Natural language region descriptions

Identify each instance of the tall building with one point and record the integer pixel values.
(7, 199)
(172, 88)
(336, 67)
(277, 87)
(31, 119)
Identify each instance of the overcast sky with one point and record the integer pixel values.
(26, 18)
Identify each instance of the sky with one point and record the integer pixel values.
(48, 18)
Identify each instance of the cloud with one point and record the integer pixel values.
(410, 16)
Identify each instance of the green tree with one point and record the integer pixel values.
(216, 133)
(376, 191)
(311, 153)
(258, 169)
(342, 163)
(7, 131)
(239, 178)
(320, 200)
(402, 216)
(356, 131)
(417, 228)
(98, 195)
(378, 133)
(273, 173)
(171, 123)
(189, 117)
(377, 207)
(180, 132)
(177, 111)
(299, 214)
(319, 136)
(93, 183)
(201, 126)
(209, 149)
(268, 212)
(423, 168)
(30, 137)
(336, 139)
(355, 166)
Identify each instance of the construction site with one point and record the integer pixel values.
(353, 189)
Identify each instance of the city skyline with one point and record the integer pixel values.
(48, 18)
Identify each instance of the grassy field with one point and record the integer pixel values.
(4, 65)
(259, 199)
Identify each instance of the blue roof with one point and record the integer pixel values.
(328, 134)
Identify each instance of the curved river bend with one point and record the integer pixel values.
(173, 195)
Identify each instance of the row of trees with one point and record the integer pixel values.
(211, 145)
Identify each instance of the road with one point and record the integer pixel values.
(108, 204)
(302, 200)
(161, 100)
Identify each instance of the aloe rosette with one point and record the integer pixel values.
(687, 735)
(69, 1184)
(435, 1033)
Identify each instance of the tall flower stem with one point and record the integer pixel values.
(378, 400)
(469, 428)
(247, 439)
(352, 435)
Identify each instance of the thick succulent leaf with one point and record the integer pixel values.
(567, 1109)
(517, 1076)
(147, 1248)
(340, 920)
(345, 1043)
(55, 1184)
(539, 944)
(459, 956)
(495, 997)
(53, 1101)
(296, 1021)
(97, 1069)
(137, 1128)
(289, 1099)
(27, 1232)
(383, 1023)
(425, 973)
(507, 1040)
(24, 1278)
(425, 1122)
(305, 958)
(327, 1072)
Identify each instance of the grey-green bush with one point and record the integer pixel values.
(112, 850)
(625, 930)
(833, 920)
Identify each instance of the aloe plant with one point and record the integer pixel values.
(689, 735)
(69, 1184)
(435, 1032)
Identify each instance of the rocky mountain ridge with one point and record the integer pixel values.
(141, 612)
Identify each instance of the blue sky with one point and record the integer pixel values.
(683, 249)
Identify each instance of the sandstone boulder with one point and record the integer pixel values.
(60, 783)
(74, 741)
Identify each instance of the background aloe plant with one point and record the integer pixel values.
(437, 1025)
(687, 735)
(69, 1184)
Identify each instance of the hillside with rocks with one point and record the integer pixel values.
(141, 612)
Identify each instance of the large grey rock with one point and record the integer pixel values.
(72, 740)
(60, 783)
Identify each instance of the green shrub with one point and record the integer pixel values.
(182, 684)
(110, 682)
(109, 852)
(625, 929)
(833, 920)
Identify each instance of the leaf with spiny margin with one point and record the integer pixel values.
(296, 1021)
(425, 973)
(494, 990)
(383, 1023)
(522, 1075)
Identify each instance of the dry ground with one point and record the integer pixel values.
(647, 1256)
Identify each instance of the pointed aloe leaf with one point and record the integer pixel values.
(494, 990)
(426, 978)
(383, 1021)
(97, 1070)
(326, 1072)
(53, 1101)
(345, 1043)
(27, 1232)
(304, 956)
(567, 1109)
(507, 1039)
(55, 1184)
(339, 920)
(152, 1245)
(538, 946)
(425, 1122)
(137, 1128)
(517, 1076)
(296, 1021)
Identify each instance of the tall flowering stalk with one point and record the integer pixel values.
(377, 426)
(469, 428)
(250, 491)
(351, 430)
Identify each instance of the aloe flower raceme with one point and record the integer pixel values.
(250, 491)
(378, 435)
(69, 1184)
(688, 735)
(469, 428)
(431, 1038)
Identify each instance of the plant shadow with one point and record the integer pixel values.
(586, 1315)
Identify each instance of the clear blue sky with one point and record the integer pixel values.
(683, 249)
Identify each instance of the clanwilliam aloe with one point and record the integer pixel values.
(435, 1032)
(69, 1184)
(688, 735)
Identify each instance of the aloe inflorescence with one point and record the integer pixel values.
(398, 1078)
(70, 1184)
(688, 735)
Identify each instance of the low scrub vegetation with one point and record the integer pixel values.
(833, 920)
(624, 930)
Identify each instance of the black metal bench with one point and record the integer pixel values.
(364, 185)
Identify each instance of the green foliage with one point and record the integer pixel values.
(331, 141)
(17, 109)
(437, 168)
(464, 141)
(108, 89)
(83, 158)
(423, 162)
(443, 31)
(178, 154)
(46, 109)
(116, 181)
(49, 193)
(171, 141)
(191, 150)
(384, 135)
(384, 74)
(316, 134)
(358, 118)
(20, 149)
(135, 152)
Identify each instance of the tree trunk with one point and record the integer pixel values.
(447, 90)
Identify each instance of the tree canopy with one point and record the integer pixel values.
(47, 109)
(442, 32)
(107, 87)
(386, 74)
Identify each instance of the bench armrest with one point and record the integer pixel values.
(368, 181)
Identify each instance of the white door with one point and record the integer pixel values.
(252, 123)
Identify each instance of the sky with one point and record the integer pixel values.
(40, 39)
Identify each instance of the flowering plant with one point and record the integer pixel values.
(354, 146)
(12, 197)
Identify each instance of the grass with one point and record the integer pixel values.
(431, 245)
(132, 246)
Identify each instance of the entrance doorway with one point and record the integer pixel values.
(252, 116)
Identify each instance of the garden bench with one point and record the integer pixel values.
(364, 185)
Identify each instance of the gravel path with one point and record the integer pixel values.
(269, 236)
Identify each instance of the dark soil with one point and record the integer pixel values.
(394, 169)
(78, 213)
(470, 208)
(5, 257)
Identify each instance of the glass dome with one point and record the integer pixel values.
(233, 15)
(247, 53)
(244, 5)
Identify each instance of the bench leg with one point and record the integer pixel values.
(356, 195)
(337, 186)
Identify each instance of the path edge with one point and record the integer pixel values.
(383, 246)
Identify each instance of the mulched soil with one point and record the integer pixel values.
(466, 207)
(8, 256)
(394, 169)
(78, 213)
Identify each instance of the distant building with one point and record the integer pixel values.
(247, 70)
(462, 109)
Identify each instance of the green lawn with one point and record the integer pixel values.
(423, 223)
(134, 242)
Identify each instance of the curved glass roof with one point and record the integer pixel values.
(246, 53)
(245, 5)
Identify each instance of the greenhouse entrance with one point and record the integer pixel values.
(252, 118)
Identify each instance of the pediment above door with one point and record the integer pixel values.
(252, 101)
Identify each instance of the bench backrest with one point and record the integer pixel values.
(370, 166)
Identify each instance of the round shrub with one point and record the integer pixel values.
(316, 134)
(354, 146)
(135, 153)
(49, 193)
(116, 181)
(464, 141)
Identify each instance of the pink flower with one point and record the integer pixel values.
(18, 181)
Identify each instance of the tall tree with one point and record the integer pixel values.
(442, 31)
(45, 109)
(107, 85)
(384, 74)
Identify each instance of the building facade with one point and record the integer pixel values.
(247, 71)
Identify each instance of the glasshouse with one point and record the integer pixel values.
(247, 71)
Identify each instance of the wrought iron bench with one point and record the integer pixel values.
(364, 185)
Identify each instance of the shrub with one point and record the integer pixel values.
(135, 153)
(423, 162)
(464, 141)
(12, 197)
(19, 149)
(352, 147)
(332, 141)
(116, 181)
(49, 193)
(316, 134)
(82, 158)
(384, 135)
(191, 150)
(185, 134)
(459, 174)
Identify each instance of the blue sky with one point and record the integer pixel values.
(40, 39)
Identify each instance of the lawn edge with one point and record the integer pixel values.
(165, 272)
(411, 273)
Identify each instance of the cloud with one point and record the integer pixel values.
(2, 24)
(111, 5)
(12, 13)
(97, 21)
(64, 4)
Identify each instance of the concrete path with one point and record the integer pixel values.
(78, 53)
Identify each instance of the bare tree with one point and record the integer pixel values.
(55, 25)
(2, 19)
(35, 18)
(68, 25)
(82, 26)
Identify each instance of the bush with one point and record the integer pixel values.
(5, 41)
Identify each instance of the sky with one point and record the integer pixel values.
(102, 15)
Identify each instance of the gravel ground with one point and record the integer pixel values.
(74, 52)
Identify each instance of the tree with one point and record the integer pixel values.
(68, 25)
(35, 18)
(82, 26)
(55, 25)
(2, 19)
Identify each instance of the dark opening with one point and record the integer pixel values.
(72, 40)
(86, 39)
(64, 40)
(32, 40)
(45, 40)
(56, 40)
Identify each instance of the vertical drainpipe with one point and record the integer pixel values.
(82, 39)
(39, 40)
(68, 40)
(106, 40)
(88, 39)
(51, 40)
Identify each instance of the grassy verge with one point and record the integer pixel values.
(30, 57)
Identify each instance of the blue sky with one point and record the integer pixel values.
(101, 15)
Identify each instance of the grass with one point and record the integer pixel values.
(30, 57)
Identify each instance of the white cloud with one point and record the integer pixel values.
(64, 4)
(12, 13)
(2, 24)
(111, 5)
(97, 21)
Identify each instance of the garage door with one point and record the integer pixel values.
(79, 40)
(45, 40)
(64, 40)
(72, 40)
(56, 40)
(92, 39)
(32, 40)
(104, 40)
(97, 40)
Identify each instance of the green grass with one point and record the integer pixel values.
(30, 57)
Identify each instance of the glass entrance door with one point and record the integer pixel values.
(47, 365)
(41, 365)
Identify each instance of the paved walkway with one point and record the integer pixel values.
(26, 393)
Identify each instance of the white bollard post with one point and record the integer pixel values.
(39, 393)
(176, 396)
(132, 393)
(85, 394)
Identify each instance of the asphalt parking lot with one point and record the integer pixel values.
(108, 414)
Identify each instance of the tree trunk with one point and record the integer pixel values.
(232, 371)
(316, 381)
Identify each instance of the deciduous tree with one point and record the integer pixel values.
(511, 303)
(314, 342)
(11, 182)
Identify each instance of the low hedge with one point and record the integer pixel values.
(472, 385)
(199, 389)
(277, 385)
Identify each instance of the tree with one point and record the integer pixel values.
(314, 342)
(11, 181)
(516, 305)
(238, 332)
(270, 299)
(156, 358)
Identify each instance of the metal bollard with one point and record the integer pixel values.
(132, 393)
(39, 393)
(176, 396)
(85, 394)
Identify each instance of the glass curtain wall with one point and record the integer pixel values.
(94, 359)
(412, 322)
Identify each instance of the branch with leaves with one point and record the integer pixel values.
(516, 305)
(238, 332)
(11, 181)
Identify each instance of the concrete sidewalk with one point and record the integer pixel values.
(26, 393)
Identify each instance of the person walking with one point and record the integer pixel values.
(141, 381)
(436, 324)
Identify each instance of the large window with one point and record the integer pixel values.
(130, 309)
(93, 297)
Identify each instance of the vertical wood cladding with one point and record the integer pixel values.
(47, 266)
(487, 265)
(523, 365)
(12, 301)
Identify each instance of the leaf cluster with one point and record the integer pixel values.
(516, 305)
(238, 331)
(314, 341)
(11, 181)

## ACTIVITY:
Restate word for word each line of the data from the one with "Identify each instance of the glass curtain" to the last, keeping both ends.

## YOUR RESPONSE:
Identify each instance of the glass curtain wall with one point and record the integer pixel values.
(94, 359)
(412, 322)
Identify each instance of the branch with leaves with one point and record the integer pixel values.
(516, 305)
(238, 332)
(11, 181)
Identify each instance of the concrete sidewalk with one point and record the integer pixel values.
(26, 393)
Identify each instance of the person walking with one point and record the integer pixel values.
(141, 381)
(436, 324)
Identify each instance of the large window with one point and record the integer pixel values.
(130, 309)
(93, 297)
Identify each instance of the vertical wood cladding with one point and record the integer pixel values.
(47, 266)
(487, 265)
(523, 365)
(12, 301)
Identify each instance of the leaf cluster with one point and record the integer pixel values.
(516, 305)
(238, 331)
(314, 341)
(11, 181)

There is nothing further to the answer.